Exercise aim: Render each line of the entries below as a JSON list of strings, with one string per line and any blank lines omitted.

Stored data entries:
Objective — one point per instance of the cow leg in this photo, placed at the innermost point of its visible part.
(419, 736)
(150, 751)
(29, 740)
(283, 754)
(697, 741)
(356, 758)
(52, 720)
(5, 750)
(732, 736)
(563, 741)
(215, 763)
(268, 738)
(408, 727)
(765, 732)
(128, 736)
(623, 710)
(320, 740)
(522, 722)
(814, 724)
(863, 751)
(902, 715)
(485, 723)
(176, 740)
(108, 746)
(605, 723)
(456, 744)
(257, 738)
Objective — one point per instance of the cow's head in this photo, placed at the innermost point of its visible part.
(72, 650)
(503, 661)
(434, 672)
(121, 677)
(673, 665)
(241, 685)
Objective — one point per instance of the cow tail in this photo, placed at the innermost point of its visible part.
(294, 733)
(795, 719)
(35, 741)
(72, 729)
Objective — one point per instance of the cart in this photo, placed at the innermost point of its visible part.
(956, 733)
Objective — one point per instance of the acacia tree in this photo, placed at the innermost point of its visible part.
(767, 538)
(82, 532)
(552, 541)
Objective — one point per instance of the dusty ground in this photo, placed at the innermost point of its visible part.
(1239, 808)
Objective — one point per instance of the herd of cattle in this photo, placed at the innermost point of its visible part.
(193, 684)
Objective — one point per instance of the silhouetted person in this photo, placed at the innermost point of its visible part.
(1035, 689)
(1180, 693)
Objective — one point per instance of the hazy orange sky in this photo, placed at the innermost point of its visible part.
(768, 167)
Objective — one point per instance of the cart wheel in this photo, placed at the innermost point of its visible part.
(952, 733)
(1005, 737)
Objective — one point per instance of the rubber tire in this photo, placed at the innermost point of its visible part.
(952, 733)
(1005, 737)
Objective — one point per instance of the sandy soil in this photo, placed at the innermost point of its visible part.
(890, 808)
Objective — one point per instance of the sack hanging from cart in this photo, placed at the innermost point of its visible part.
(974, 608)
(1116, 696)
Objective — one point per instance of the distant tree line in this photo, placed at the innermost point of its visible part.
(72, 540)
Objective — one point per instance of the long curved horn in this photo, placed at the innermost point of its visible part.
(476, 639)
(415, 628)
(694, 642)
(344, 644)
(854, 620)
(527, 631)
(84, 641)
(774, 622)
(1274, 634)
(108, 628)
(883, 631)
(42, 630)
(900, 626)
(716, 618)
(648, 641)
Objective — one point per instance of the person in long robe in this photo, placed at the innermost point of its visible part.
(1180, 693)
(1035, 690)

Output:
[
  "Objective — one point per instance of the cow leg in this photo, placed at the innermost point of its visible part.",
  "(419, 736)",
  "(150, 751)",
  "(29, 740)",
  "(283, 754)",
  "(697, 741)",
  "(356, 758)",
  "(52, 720)",
  "(5, 750)",
  "(732, 736)",
  "(563, 741)",
  "(215, 763)",
  "(268, 738)",
  "(408, 727)",
  "(765, 732)",
  "(128, 736)",
  "(623, 710)",
  "(320, 740)",
  "(522, 722)",
  "(814, 724)",
  "(863, 751)",
  "(902, 715)",
  "(485, 723)",
  "(176, 740)",
  "(108, 746)",
  "(605, 723)",
  "(456, 744)",
  "(257, 738)",
  "Objective — one point per instance of the cow's head in this photo, placed at the innermost point of its visible part.",
  "(72, 650)",
  "(503, 661)",
  "(434, 672)",
  "(121, 677)",
  "(673, 665)",
  "(241, 685)",
  "Objective — one point per instance of the cow tail in this photo, placed at the innermost point of its visible part.",
  "(294, 733)",
  "(795, 719)",
  "(35, 741)",
  "(72, 729)",
  "Objective — one point per instance of the cart in this photo, placed at the innermost point of its visible part.",
  "(956, 733)",
  "Objective — one point per instance of the acacia tree in this photo, placed at the innermost point of its visible part.",
  "(767, 538)",
  "(82, 532)",
  "(552, 541)",
  "Objective — one point per instance of the dusty ground in this photo, placed at the innermost point of its visible part.",
  "(1239, 808)",
  "Objective — one point per instance of the herd of cattle in this photo, placed at the innermost point of its visible part.",
  "(193, 684)",
  "Objective — one point per instance of the silhouetted person in this photo, placed at the innermost point of its visible part.",
  "(1035, 689)",
  "(1180, 693)",
  "Objective — one point per instance of the hazy orange sky in this photo, placed at the innermost point of its visible part.",
  "(768, 167)",
  "Objective — one point per instance of the cart wheel in this photo, placed at the innermost point of its visible part.",
  "(952, 733)",
  "(1005, 737)",
  "Objective — one point per instance of the rubber tire in this photo, placed at the innermost point of its visible part.",
  "(952, 733)",
  "(1005, 737)",
  "Objective — one point per instance of the sandy soil in this photo, placed at the innermost point of its visible part.",
  "(890, 808)",
  "Objective — one point per instance of the sack hanging from cart in this photo, placed at the innermost point of its visible part.",
  "(974, 608)",
  "(1116, 696)",
  "Objective — one point per instance of the distant tree line in this photo, placed at the innermost point of its visible part.",
  "(72, 540)",
  "Objective — one point per instance of the long curved horn in this photo, placed at the innermost point of its visible part.",
  "(476, 639)",
  "(415, 628)",
  "(694, 642)",
  "(344, 644)",
  "(854, 620)",
  "(527, 631)",
  "(84, 641)",
  "(774, 622)",
  "(1274, 634)",
  "(108, 628)",
  "(883, 631)",
  "(42, 630)",
  "(900, 626)",
  "(716, 618)",
  "(648, 641)",
  "Objective — one point per instance of the person in long robe in this photo, placed at the innermost point of its visible part.",
  "(1180, 693)",
  "(1035, 690)"
]